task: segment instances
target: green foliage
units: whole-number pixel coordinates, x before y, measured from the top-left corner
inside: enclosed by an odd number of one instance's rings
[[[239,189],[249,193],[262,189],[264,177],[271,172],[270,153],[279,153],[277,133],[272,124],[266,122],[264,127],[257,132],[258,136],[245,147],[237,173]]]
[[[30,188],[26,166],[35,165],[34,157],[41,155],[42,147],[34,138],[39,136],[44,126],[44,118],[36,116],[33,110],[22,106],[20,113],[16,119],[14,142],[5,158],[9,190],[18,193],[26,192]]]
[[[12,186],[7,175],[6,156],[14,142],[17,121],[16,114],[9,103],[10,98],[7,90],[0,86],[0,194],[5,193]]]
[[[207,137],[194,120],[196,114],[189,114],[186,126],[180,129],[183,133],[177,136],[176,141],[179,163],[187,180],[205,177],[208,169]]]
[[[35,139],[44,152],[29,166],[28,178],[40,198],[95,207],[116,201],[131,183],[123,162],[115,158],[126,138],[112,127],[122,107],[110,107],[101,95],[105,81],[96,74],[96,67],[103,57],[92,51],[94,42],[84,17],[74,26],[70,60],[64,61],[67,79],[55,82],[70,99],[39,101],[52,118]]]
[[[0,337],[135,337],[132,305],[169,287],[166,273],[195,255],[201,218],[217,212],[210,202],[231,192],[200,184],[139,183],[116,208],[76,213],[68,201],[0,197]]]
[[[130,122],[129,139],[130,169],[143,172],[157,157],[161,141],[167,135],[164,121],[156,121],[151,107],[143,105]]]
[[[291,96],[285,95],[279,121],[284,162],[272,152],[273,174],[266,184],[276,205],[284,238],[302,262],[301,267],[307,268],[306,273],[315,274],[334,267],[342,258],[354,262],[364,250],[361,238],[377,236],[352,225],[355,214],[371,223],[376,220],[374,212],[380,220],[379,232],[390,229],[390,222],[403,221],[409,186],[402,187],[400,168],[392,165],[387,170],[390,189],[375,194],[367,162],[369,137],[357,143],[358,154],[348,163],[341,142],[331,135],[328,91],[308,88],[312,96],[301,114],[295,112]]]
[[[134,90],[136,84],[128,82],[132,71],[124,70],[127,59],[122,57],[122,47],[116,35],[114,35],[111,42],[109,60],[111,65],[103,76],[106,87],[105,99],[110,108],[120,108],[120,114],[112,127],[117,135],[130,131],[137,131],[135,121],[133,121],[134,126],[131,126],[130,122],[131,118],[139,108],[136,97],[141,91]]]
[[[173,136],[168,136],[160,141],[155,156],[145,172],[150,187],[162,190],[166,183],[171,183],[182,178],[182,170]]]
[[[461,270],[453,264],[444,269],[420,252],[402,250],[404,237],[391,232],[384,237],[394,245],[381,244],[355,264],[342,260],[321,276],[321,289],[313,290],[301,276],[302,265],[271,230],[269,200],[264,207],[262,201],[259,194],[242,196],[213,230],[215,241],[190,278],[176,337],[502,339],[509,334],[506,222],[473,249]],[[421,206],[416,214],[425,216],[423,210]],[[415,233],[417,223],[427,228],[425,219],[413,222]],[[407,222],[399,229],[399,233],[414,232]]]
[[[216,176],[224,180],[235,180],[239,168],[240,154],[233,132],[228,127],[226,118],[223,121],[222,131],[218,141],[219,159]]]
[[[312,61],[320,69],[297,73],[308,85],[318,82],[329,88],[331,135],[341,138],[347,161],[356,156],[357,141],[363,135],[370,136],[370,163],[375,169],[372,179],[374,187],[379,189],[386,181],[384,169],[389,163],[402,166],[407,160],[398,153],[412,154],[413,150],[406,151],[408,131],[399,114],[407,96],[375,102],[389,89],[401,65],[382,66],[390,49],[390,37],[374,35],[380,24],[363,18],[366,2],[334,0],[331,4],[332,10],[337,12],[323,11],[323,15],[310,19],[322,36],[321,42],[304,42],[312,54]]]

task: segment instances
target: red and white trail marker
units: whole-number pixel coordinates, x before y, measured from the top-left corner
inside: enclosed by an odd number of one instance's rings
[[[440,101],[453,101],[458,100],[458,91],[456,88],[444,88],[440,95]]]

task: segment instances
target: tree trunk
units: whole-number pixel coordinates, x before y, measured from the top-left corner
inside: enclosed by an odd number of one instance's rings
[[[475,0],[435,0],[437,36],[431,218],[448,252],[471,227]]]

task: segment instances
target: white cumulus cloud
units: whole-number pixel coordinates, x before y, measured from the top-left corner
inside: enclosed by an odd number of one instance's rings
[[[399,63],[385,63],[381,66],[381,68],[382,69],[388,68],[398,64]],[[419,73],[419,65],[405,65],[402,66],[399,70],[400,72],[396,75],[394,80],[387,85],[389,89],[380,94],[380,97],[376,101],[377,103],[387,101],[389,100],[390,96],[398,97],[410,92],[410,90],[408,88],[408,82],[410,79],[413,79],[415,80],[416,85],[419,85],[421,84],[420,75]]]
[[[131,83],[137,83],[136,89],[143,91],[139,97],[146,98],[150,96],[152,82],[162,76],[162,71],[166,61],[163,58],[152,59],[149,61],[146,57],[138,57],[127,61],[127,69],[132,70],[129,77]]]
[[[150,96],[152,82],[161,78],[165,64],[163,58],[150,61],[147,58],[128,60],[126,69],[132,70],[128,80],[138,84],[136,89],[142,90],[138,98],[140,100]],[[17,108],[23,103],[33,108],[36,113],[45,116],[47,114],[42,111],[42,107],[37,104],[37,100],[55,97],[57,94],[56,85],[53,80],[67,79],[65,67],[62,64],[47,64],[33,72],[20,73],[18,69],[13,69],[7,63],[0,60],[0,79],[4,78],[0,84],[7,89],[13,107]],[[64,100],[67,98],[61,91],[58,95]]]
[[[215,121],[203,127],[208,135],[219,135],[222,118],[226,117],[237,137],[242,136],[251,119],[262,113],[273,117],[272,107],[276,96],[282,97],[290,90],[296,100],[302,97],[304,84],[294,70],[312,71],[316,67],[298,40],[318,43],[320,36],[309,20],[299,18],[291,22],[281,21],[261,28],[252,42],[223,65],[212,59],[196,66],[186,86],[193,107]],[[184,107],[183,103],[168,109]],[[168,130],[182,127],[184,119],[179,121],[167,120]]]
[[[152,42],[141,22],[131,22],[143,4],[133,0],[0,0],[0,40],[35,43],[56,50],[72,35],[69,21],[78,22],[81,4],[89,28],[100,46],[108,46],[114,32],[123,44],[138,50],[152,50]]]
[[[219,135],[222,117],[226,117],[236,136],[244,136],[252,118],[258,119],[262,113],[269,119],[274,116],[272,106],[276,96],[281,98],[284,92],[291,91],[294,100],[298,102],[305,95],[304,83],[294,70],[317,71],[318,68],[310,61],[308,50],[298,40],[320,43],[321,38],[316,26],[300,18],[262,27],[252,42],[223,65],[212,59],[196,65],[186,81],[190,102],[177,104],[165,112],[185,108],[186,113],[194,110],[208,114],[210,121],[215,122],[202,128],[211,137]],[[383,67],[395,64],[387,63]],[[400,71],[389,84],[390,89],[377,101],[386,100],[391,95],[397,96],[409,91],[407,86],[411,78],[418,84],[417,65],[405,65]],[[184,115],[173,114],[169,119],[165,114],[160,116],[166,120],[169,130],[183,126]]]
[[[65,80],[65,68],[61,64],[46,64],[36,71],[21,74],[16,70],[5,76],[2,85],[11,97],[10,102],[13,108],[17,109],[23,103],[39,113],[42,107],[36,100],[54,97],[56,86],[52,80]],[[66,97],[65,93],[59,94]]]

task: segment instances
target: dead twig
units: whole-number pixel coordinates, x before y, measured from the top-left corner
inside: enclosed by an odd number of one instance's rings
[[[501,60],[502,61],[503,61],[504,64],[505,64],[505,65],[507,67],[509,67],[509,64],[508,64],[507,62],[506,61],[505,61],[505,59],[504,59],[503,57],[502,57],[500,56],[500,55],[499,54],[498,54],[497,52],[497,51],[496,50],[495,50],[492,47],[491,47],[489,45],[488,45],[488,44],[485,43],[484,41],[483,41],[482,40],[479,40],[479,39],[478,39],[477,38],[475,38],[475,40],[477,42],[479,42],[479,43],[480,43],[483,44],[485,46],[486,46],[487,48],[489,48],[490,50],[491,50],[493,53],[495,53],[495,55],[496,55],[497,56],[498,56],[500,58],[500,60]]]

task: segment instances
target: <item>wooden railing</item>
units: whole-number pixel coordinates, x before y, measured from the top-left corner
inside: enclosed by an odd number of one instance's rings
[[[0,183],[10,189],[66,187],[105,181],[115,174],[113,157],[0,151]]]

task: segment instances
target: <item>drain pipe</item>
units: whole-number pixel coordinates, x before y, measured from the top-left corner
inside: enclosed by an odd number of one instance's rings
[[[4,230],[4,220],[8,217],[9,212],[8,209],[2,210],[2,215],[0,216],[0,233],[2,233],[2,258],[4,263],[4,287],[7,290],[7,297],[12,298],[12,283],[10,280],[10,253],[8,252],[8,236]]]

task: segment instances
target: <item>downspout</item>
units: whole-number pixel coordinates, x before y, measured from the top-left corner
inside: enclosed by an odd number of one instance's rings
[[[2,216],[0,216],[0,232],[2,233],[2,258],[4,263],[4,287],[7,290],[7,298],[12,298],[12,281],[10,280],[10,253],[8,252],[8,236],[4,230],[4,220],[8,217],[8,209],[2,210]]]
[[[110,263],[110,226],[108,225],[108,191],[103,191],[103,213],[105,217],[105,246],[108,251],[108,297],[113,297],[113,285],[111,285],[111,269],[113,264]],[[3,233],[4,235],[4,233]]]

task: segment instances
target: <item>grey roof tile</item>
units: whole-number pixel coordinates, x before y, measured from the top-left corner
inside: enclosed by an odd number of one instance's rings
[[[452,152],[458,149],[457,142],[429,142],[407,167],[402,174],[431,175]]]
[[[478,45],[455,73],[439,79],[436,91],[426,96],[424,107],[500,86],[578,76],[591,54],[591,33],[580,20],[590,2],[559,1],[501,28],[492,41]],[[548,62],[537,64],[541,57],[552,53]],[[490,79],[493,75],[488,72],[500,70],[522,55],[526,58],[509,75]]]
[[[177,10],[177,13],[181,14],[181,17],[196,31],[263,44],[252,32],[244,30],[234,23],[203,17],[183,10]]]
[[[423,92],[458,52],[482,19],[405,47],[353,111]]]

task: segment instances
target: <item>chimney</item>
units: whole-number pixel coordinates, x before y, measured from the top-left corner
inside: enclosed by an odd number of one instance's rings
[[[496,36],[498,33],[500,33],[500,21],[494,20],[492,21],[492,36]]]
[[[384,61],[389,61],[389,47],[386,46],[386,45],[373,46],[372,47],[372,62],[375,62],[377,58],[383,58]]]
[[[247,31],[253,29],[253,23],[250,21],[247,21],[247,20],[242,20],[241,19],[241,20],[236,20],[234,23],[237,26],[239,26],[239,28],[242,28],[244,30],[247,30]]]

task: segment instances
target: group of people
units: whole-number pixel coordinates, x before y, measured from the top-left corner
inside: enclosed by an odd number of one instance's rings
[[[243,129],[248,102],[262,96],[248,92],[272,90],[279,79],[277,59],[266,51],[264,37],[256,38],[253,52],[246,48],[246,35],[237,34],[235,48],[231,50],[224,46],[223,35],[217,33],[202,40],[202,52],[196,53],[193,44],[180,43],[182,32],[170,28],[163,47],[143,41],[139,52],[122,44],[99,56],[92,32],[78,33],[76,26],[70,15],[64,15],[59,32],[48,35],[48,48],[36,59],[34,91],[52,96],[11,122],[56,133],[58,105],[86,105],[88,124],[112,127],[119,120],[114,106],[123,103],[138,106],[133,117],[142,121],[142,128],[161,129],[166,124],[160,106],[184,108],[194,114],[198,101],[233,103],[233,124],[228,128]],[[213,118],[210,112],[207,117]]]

* * *

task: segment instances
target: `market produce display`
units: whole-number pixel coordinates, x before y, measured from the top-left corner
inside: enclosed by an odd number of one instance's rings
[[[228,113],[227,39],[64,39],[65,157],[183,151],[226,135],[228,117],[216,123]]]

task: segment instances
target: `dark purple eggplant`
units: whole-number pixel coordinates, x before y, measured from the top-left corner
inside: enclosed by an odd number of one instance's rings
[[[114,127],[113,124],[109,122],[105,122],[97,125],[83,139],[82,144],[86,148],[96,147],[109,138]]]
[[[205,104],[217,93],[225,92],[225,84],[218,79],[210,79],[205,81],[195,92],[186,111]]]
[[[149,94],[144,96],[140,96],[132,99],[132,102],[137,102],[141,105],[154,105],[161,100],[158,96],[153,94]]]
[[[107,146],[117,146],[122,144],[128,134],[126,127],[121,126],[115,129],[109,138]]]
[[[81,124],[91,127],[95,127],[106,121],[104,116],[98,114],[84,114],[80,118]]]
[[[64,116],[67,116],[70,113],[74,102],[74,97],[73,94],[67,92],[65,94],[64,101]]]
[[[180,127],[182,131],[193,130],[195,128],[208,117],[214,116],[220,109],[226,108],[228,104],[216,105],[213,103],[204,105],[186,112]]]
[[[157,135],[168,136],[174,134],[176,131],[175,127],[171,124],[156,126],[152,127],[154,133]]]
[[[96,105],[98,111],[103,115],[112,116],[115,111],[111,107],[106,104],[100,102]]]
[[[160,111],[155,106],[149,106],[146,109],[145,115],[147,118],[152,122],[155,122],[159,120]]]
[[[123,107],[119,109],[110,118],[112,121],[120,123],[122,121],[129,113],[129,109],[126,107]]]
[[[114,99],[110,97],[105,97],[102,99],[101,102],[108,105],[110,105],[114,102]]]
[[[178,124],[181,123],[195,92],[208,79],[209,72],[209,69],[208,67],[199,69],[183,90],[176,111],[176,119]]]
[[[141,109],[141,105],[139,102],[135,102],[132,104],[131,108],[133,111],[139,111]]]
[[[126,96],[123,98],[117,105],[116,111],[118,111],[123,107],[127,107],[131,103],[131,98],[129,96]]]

* BRIEF *
How many lines in the records above contain the string "white"? Reply with the number alone.

* EXPECTED ANSWER *
2